### FRAGMENTO DE LECTURA
━━━━
Las diferencias entre las familias no importan dentro de las muestras de familias contempladas en esos estudios, que suelen ser más de clase media que la población en su conjunto. Pero las diferencias entre esas muestras y otros tipos de hogares podrían importar. Los estudios excluyen los casos de negligencia culpable, de malos tratos físicos y abusos sexuales, y de abandono en orfanatos sombríos, por lo que no demuestran que los casos extremos no dejen sus cicatrices.

   En suma, que hay tantas excepciones que resulta difícil estar de acuerdo con el señor Pinker en lo indiferente o irrelevante que pueden ser determinados tipos de entorno en la formación de la personalidad. Claro está que lo que el autor desea es hacer ver al gran público que, dentro de una familia cualquiera del mismo entorno social (sin entrar en casos extremos), sería irrelevante el esfuerzo que los padres hiciesen para mejorar el comportamiento de sus hijos, en la medida en que no se diesen “casos extremos”. Todo esto parece tranquilizador para los padres, que dejarían de estar obsesionados con su responsabilidad: no importa mucho lo que uno haga con su hijo (excepto que se llegase a “casos extremos” de abuso) porque el chico, al fin y al cabo, será lo que determina su herencia genética y su entorno “no familiar”. Gran comodidad.
━━━━
### COMPLETE LO SIGUIENTE
**A)** Cambie "orfanatos" por "internados" en el pasaje del fragmento de lectura que va de "Las diferencias entre las" a "dejen sus cicatrices.", ambos inclusive, y transcriba el resultado.
**B)** Según el fragmento de lectura, ¿qué casos excluyen los estudios mencionados?
━━━━
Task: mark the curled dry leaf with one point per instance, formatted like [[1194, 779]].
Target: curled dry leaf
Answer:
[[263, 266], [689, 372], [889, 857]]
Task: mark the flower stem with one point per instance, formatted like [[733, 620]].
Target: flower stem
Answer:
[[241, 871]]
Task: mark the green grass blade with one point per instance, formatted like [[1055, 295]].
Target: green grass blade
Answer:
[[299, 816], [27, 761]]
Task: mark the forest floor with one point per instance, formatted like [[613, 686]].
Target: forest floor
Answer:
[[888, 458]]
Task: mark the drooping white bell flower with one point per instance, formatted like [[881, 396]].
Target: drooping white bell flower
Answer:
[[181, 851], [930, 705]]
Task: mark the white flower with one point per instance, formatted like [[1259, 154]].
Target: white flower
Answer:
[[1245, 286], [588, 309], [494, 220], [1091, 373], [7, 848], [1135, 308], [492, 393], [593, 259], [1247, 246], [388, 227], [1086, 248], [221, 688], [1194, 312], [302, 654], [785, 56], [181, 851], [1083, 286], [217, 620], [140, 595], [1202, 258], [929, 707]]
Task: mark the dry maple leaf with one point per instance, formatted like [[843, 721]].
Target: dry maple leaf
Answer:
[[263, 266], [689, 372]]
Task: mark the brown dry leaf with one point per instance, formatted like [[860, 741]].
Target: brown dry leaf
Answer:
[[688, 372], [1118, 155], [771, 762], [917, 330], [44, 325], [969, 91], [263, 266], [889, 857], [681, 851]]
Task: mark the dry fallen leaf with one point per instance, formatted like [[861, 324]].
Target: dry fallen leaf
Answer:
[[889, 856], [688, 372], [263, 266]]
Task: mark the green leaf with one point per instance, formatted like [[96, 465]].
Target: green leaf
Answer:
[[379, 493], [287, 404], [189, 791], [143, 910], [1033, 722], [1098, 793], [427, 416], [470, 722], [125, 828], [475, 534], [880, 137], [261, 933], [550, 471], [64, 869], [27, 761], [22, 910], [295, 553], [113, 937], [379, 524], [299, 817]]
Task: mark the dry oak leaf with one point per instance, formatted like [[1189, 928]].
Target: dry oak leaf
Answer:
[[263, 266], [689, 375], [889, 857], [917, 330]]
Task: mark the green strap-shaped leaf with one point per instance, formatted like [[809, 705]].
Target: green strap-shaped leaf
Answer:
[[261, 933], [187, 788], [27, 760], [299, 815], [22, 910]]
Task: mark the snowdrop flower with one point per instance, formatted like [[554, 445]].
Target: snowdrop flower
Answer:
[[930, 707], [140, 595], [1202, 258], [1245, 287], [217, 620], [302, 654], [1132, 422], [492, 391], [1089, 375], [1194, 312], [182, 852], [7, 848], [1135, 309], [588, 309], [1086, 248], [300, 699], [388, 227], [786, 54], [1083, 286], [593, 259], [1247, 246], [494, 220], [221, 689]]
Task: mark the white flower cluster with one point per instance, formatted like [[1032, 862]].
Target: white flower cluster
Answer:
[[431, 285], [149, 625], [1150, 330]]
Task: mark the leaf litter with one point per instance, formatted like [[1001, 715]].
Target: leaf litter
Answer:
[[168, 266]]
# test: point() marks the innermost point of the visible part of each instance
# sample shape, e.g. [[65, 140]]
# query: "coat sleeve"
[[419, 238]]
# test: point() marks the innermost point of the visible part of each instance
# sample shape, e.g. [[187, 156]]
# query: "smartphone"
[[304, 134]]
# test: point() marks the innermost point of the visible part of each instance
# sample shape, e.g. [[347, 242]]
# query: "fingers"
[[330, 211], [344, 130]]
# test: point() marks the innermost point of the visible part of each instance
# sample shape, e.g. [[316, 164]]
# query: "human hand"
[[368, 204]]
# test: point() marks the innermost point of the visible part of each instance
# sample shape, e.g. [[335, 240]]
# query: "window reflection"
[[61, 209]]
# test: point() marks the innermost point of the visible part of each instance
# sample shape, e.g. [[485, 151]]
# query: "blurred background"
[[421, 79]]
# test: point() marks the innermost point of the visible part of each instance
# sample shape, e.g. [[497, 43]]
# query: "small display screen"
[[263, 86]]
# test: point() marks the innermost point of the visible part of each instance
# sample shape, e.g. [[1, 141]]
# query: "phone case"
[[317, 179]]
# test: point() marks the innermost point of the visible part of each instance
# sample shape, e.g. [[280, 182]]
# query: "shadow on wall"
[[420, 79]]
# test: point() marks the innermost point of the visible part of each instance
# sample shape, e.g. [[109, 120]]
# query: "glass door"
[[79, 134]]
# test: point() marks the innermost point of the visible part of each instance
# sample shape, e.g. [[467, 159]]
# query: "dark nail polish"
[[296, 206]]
━━━━
### RESULTADOS DEL EJERCICIO
**A)**
Las diferencias entre las familias no importan dentro de las muestras de familias contempladas en esos estudios, que suelen ser más de clase media que la población en su conjunto. Pero las diferencias entre esas muestras y otros tipos de hogares podrían importar. Los estudios excluyen los casos de negligencia culpable, de malos tratos físicos y abusos sexuales, y de abandono en internados sombríos, por lo que no demuestran que los casos extremos no dejen sus cicatrices.

**B)** Excluyen los casos de negligencia culpable, de malos tratos físicos y abusos sexuales, y de abandono en orfanatos sombríos.